In recent months, we have finally seen mainstream outlets offer bold critiques of the $PLC.
In June, the WSJ published a piece on “The Insidious Influence of the SPLC”.
In July, Politico (not exactly an Alt Right publication) featured an eye-opening, in-depth piece titled “Has a Civil Rights Stalwart Lost Its Way?”
In 2013, even the The Weekly Standard (gasp!) had a piece profiling the SPLC titled “King of Fearmongers”.
Today, the Washington Free Beacon provides another unknown angle of the SPLC (“Southern Poverty Law Center Transfers Millions in Cash to Offshore Entities”):
The Southern Poverty Law Center (SPLC), a liberal, Alabama-based 501(c)(3) tax-exempt charitable organization that has gained prominence on the left for its “hate group” designations, pushes millions of dollars to offshore entities as part of its business dealings, records show.
Additionally, the nonprofit pays lucrative six-figure salaries to its top directors and key employees while spending little on legal services despite its stated intent of “fighting hate and bigotry” using litigation, education, and other forms of advocacy…
Tax experts expressed confusion when being told of the transfer.
“I’ve never known a US-based nonprofit dealing in human rights or social services to have any foreign bank accounts,” said Amy Sterling Casil, CEO of Pacific Human Capital, a California-based nonprofit consulting firm. “My impression based on prior interactions is that they have a small, modestly paid staff, and were regarded by most in the industry as frugal and reliable. I am stunned to learn of transfers of millions to offshore bank accounts. It is a huge red flag and would have been completely unacceptable to any wealthy, responsible, experienced board member who was committed to a charitable mission who I ever worked with.”
“It is unethical for any US-based charity to invest large sums of money overseas,” said Casil. “I know of no legitimate reason for any US-based nonprofit to put money in overseas, unregulated bank accounts.”
“It seems extremely unusual for a ‘501(c)(3)’ concentrating upon reducing poverty in the American South to have multiple bank accounts in tax haven nations,” Charles Ortel, a former Wall Street analyst and financial advisor who helped uncover a 2009 financial scandal at General Electric, told the Free Beacon.
The nonprofit also pays lucrative salaries to its top leadership.
Richard Cohen, president and chief executive officer of the SPLC, was given $346,218 in base compensation in 2015, its tax forms show. Cohen received $20,000 more in other reportable compensation and non-taxable benefits. Morris Dees, SPLC’s chief trial counsel, received a salary of $329,560 with $42,000 in additional reportable compensation and non-taxable benefits.

----

**Exercise description**
According to the excerpt on the Southern Poverty Law Center, how much base compensation did Richard Cohen receive in 2015?

(Excerpts of pointing data)
----

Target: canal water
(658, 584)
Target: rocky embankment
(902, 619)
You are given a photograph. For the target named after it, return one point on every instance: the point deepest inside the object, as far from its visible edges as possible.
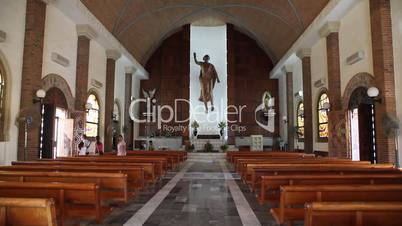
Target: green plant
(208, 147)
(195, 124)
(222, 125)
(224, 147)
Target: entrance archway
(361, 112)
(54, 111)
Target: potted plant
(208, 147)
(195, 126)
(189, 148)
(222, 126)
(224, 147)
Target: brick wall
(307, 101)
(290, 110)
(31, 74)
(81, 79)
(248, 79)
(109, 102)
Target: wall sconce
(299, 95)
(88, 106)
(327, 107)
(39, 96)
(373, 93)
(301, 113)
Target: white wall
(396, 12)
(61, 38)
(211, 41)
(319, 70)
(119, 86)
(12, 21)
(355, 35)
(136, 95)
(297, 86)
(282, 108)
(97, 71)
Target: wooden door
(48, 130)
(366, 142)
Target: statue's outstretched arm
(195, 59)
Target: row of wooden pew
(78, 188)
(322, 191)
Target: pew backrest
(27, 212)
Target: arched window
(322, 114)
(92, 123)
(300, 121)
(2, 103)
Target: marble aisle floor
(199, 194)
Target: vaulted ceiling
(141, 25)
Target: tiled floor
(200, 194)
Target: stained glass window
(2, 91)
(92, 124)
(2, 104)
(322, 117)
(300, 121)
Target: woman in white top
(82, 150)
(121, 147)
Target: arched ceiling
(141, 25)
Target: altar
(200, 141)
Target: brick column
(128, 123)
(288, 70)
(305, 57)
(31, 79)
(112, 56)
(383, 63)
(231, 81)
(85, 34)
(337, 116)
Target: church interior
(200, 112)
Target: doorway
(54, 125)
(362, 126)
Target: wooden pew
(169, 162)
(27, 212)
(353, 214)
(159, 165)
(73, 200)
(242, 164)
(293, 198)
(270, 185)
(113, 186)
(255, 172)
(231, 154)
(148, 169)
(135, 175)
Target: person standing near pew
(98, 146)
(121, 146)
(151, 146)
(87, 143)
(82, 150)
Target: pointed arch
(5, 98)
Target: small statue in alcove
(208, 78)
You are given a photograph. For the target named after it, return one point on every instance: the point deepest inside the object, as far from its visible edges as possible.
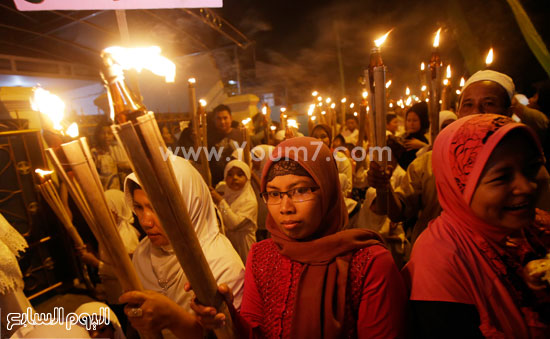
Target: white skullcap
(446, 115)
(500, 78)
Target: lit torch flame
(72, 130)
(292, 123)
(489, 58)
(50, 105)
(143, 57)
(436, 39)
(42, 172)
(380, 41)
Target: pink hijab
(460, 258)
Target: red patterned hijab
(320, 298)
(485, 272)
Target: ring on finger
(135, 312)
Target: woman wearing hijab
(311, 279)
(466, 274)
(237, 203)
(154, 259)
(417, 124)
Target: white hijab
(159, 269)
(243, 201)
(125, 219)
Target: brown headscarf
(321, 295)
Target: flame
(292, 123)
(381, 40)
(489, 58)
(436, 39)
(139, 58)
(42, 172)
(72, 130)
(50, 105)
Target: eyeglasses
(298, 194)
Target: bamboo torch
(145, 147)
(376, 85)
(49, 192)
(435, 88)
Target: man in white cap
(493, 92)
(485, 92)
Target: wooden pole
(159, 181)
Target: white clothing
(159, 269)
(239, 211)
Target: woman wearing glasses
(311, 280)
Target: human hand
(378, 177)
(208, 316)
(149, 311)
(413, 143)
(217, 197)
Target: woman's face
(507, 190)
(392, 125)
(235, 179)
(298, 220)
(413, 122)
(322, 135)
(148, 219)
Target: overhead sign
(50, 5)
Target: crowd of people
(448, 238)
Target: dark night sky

----

**Solution below**
$346,218